0
votes

I have a program that produces a Huffman tree based on ASCII character frequency read in a text input file. The Huffman codes are stored in a string array of 256 elements, empty string if the character is not read. This program also then encodes and compresses an output file and currently has some functionality in decompression and decoding.

In summary, my program takes a input file compresses and encodes an output file, closes the output file and opens the encoding as an input file, and takes a new output file that is supposed to have a decoded message identical to the original text input file.

My problem is that in my test run while compressing I notice that I have 3 extra bytes and in turn when I decompress and decode my encoded file, these 3 extra bytes are being decoded to my output file. Depending on the amount of text in the original input file, my other tests output these extra bytes.

My research has let me to a few suggestions such as making the first 8 bytes of your encoded output file the 64 bits of an unsigned long long that give the number of bytes in the file or using a psuedo-EOF but I am stuck on how I would go about handling it and which of the two is a smart way to handle it given the code I have already written or if either is a smart way at all?

Any guidance or solution to this problem is appreciated.

(For encodedOutput function, fileName is the input file parameter, fileName2 is the output file parameter)

(For decodeOutput function, fileName2 is the input file parameter, fileName 3 is output file parameter)

code[256] is a parameter for both of these functions and holds the Huffman code for each unique character read in the original input file, for example, the character 'H' being read in the input file may have a code of "111" stored in the code array for code[72] at the time it is being passed to the functions.

freq[256] holds the frequency of each ascii character read or holds 0 if it is not in original input file.

void encodeOutput(const string & fileName, const string & fileName2, string code[256]) {
    ifstream ifile; //to read file
    ifile.open(fileName, ios::binary);
    if (!ifile)//to check if file is open or not
    {
        die("Can't read again"); // function that exits program if can't open
    }
    ofstream ofile;
    ofile.open(fileName2, ios::binary);
    if (!ofile) {
        die("Can't open encoding output file");
    }
    int read; 
    read = ifile.get(); //read one char from file and store it in int
    char buffer = 0, bit_count = 0;
    while (read != -1) {//run this loop until reached to end of file(-1)
        for (unsigned b = 0; b < code[read].size(); b++) { // loop through bits (code[read] outputs huffman code)

» **Records**:

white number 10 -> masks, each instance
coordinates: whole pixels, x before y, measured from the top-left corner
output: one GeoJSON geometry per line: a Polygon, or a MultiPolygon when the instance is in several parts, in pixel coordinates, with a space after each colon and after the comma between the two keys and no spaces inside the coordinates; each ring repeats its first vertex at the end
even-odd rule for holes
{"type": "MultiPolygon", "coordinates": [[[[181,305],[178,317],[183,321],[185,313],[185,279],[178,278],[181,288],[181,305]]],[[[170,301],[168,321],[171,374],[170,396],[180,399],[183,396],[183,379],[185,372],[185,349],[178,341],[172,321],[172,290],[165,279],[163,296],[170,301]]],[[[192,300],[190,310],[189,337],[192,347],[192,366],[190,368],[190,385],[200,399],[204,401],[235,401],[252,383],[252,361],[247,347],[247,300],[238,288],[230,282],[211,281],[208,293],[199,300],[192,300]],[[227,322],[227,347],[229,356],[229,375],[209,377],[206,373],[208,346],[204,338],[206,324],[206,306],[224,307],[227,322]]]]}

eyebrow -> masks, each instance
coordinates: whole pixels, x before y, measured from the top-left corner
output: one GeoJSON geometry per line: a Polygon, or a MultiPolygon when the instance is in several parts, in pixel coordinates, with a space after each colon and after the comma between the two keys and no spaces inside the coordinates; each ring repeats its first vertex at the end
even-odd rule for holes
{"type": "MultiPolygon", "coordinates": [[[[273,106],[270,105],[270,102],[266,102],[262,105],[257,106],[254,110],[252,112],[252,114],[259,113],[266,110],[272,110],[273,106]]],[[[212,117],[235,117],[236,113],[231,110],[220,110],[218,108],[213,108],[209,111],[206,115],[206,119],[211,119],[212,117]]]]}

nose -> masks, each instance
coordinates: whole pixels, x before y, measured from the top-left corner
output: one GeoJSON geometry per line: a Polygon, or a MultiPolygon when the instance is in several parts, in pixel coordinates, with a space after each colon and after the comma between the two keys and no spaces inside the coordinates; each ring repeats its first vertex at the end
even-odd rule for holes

» **Task to carry out**: Copy the part of the Huffman post that opens with the words "(For decodeOutput function, fileName2" and closes with "to the functions.", swapping "input file" for "source file" wherever it occurs. The entries are not needed for anything here.

» **Solution to the exercise**:
(For decodeOutput function, fileName2 is the source file parameter, fileName 3 is output file parameter)

code[256] is a parameter for both of these functions and holds the Huffman code for each unique character read in the original source file, for example, the character 'H' being read in the source file may have a code of "111" stored in the code array for code[72] at the time it is being passed to the functions.